## YOUR INSTRUCTIONS:
The full set of entries below should be transcribed exactly.

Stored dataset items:
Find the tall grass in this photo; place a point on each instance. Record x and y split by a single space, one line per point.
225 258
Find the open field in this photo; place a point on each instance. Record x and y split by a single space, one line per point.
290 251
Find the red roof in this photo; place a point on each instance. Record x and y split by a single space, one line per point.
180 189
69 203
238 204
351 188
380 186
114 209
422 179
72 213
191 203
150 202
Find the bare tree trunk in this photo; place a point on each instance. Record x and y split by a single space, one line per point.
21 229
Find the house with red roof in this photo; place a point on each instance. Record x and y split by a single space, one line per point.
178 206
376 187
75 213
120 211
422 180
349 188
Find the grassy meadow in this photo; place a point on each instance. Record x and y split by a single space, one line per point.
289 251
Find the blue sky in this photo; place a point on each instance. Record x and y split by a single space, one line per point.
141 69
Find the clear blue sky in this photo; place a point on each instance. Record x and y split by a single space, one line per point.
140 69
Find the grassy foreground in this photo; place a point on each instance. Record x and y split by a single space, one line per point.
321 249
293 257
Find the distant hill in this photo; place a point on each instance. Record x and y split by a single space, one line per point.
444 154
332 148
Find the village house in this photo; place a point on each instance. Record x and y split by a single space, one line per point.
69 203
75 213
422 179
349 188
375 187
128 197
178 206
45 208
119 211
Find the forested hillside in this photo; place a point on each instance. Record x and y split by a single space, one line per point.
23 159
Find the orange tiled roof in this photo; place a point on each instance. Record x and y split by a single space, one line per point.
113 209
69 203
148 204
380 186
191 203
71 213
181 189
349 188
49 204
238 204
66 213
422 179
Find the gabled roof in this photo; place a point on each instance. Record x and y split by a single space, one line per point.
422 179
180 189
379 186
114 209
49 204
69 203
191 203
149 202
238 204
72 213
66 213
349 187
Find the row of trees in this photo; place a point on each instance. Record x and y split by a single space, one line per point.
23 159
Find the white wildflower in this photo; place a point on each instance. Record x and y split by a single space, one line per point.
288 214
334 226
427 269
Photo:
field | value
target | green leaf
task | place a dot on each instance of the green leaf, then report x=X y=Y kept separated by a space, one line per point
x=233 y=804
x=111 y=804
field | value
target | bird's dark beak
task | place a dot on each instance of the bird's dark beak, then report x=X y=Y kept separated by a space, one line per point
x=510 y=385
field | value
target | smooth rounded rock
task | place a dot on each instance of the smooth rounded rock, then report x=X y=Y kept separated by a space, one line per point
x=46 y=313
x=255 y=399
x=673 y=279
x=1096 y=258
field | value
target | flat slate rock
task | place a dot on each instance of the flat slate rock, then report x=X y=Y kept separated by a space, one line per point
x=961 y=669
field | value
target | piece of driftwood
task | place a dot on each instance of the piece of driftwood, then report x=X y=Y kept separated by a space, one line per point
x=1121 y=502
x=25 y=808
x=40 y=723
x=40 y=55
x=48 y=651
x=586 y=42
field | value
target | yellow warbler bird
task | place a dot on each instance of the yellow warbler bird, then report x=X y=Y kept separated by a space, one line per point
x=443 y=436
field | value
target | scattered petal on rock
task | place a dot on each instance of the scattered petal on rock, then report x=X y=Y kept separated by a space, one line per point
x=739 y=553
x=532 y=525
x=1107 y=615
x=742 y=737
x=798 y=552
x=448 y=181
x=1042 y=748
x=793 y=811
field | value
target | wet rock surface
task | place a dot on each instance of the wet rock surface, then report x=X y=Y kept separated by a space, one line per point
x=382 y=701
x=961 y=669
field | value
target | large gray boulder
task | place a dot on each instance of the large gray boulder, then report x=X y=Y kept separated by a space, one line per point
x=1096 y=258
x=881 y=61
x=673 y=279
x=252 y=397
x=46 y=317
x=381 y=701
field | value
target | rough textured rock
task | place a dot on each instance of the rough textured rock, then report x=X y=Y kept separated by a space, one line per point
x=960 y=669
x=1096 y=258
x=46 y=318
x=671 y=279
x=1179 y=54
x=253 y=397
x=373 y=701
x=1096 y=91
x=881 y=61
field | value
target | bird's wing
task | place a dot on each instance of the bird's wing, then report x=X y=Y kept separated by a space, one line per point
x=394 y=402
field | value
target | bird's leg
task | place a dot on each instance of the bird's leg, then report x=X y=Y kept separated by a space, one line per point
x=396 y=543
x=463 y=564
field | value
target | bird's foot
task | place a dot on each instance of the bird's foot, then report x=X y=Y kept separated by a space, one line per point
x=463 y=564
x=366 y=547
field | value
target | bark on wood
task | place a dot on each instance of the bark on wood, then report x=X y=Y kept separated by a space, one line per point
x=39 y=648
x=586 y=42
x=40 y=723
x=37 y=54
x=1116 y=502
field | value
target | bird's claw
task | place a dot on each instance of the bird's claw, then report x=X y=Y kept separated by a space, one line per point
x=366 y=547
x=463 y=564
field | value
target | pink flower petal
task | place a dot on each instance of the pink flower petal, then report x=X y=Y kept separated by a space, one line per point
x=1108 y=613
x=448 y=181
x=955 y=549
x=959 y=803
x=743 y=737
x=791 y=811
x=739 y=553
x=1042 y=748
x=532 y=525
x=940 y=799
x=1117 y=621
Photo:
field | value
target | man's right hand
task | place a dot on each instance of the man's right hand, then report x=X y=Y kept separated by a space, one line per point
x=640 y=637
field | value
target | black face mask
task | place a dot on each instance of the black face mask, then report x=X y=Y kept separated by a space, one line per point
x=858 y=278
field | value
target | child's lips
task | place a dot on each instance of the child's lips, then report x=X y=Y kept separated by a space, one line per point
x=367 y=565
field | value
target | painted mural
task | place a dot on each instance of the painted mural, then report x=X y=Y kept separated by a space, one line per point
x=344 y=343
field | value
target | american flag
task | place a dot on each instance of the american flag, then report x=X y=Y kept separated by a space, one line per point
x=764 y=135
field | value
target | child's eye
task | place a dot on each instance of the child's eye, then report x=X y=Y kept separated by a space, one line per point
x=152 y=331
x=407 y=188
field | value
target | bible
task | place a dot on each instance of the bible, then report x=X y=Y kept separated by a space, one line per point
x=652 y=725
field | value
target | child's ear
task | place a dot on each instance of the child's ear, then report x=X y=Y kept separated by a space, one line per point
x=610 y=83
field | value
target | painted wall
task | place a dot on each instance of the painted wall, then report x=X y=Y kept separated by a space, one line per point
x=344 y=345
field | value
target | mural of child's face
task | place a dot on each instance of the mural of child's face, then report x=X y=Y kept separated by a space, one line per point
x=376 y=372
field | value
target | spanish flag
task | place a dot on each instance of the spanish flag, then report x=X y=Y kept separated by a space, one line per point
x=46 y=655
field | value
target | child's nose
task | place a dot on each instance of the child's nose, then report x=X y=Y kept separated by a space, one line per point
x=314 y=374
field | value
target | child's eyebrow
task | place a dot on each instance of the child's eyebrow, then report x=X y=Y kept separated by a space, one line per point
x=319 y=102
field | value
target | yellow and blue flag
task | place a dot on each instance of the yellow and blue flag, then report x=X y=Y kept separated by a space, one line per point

## RESULT OF THIS TASK:
Find the tall grass in this photo; place a point on each instance. Record x and y split by a single space, one line per point.
225 258
Find the open field in this photo; place a point on each instance. Record x and y split by a single space, one line per point.
290 251
Find the red roof in this photo; place a point on each instance. Record x and y split by a single space, one line per point.
180 189
69 203
238 204
351 188
380 186
114 209
422 179
72 213
191 203
150 202
Find the bare tree trunk in this photo; place a point on each instance. Record x and y split by a single space, one line per point.
21 229
Find the house with red roof in this photo; place a point on each instance. Record x and y split by a single space, one line per point.
178 206
376 187
75 213
120 211
422 180
349 188
Find the grassy meadow in this photo; place a point on each instance. Record x and y split by a single space, one line per point.
289 251
Find the blue sky in this photo; place a point on each instance. Record x and y split by a single space, one line per point.
141 69
Find the clear blue sky in this photo; place a point on each instance. Record x and y split by a single space, one line per point.
140 69
Find the grassy foreground in this photo; place a point on each instance. Record x and y split by a single space, one line per point.
321 249
293 257
Find the distant hill in this photo; place a point on each instance. Record x and y split by a single space, one line per point.
444 154
332 148
Find the village house in this photo; place a point on each instance. Record x and y split by a single space, one line per point.
69 203
75 213
422 179
349 188
375 187
128 197
178 206
45 208
119 211
Find the forested hillside in this photo; place a point on each instance. Record x and y split by a single space, one line per point.
23 159
Find the orange tiled roof in this photo; place a point on each instance. Record x and y split by a single space, one line per point.
113 209
69 203
148 204
380 186
191 203
71 213
181 189
349 188
49 204
238 204
66 213
422 179
Find the gabled roof in this photo; place a point on each instance. Record x and y split by a single space, one line per point.
422 179
180 189
379 186
114 209
49 204
69 203
191 203
149 202
238 204
72 213
66 213
349 187
Find the row of trees in this photo; place a point on each instance. Record x and y split by a single space, one line per point.
23 159
Find the white wildflower in this photo; place a point on each instance. Record x and y split by a single space, one line per point.
288 214
334 226
427 269
Photo:
field | value
target | green leaf
task | place a dot on each instance of the green leaf, then report x=X y=Y kept separated by a space, one line per point
x=233 y=804
x=111 y=804
field | value
target | bird's dark beak
task | place a dot on each instance of the bird's dark beak, then report x=X y=Y kept separated by a space, one line per point
x=510 y=385
field | value
target | smooth rounded rock
task | place a dot on each instance of the smooth rounded rock, then report x=X y=Y kept separated by a space, one line per point
x=46 y=313
x=255 y=399
x=673 y=279
x=1096 y=258
field | value
target | flat slate rock
task | place a dot on each instance of the flat slate rock, then report x=X y=Y kept separated by a space, one line per point
x=961 y=669
field | value
target | piece of driftwood
task | place a dot on each instance of the piece of driftwood, then report x=X y=Y kept separated by a space, one line per point
x=1121 y=502
x=25 y=808
x=40 y=723
x=40 y=55
x=48 y=651
x=586 y=42
field | value
target | yellow warbler bird
task | place a dot on each instance of the yellow warbler bird, then report x=X y=Y kept separated by a space, one line per point
x=443 y=436
field | value
target | scattered petal on rock
task | place a dot on each instance of the scattered petal on rock, then report x=X y=Y kept separated by a space, one line per point
x=739 y=553
x=532 y=525
x=1107 y=615
x=742 y=737
x=798 y=552
x=448 y=181
x=1042 y=748
x=793 y=811
field | value
target | wet rock surface
task | place a dot on each instance of the wet rock surface, then report x=X y=Y kept separated by a space, one line per point
x=382 y=701
x=961 y=669
field | value
target | large gray boulder
task | place a dot on each instance of the large gray boulder, then report x=X y=Y kept separated by a space, one line per point
x=1096 y=258
x=881 y=61
x=673 y=279
x=252 y=397
x=46 y=317
x=381 y=701
field | value
target | rough textured rock
task | place a dot on each instance of the rough textured rock, then report x=X y=Y kept separated by a space, one line per point
x=960 y=669
x=1096 y=258
x=46 y=318
x=671 y=279
x=1179 y=54
x=253 y=397
x=373 y=701
x=1096 y=91
x=881 y=61
field | value
target | bird's wing
task | place a dot on each instance of the bird's wing, then report x=X y=Y kept separated by a space, one line per point
x=394 y=402
field | value
target | bird's leg
task | place a dot on each instance of the bird's leg, then report x=X y=Y kept separated by a space, one line per point
x=396 y=543
x=463 y=564
field | value
target | bird's foot
task | place a dot on each instance of the bird's foot, then report x=X y=Y kept separated by a space, one line per point
x=463 y=564
x=366 y=547
field | value
target | bark on wood
task | place a dot on each instance of the bark on wood, then report x=X y=Y kept separated by a space, one line per point
x=39 y=648
x=586 y=42
x=40 y=723
x=37 y=54
x=1116 y=502
field | value
target | bird's claw
task | place a dot on each instance of the bird's claw, then report x=X y=Y kept separated by a space, one line per point
x=366 y=547
x=463 y=564
field | value
target | pink flower petal
task | place a dot on each instance of the pink flower petal, then report x=X y=Y kept separated by a space, one line per point
x=1108 y=613
x=448 y=181
x=955 y=549
x=959 y=803
x=743 y=737
x=791 y=811
x=739 y=553
x=1042 y=748
x=532 y=525
x=940 y=799
x=1117 y=621
Photo:
field | value
target | man's right hand
task | place a dot on each instance of the man's right hand, then report x=X y=Y kept separated by a space, one line per point
x=640 y=637
field | value
target | black face mask
task | place a dot on each instance of the black face mask, then report x=X y=Y kept separated by a space, one line per point
x=858 y=278
field | value
target | child's lips
task | place a dot on each instance of the child's lips, then report x=X y=Y kept separated by a space, one line per point
x=367 y=565
field | value
target | painted mural
task | place a dot on each instance of the painted mural, then report x=X y=Y kept separated by a space, one line per point
x=344 y=343
field | value
target | american flag
task | place a dot on each instance of the american flag, then report x=X y=Y kept separated by a space, one line per point
x=764 y=135
field | value
target | child's eye
task | place a dot on each instance of the child's eye, then report x=X y=Y kept separated by a space, one line per point
x=152 y=331
x=407 y=188
field | value
target | bible
task | place a dot on each instance of the bible, then report x=X y=Y kept separated by a space, one line per point
x=652 y=725
field | value
target | child's ear
task | place a dot on each instance of the child's ear, then report x=X y=Y kept separated by a space, one line per point
x=610 y=83
field | value
target | painted wall
task | place a dot on each instance of the painted wall, then report x=X y=Y kept separated by a space, one line per point
x=344 y=345
field | value
target | mural of child's face
task | place a dot on each instance of the mural of child's face, then report x=X y=Y kept separated by a space, one line per point
x=376 y=372
field | value
target | spanish flag
task | place a dot on each instance of the spanish flag, then report x=X y=Y kept separated by a space, one line per point
x=46 y=655
field | value
target | child's nose
task | place a dot on each instance of the child's nose, then report x=X y=Y kept separated by a space, one line per point
x=314 y=374
field | value
target | child's eyebrow
task | place a dot on each instance of the child's eyebrow, then report x=X y=Y kept separated by a space, one line per point
x=319 y=102
field | value
target | yellow and blue flag
task | place a dot on each instance of the yellow and blue flag, then report x=X y=Y kept separated by a space, one line per point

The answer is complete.